JOB: Retype every one of the items below character for character, changing nothing.

<<<<

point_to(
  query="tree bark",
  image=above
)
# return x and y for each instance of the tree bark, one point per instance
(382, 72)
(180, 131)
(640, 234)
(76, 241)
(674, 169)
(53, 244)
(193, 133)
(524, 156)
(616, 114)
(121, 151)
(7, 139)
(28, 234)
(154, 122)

>>>>

CORRECT ANSWER:
point_to(
  query="tree bark",
  image=above
)
# return x and y for each instance of the tree bark, one point per instance
(382, 72)
(180, 131)
(640, 234)
(76, 241)
(674, 169)
(53, 244)
(193, 133)
(524, 156)
(616, 114)
(121, 151)
(7, 139)
(28, 234)
(154, 122)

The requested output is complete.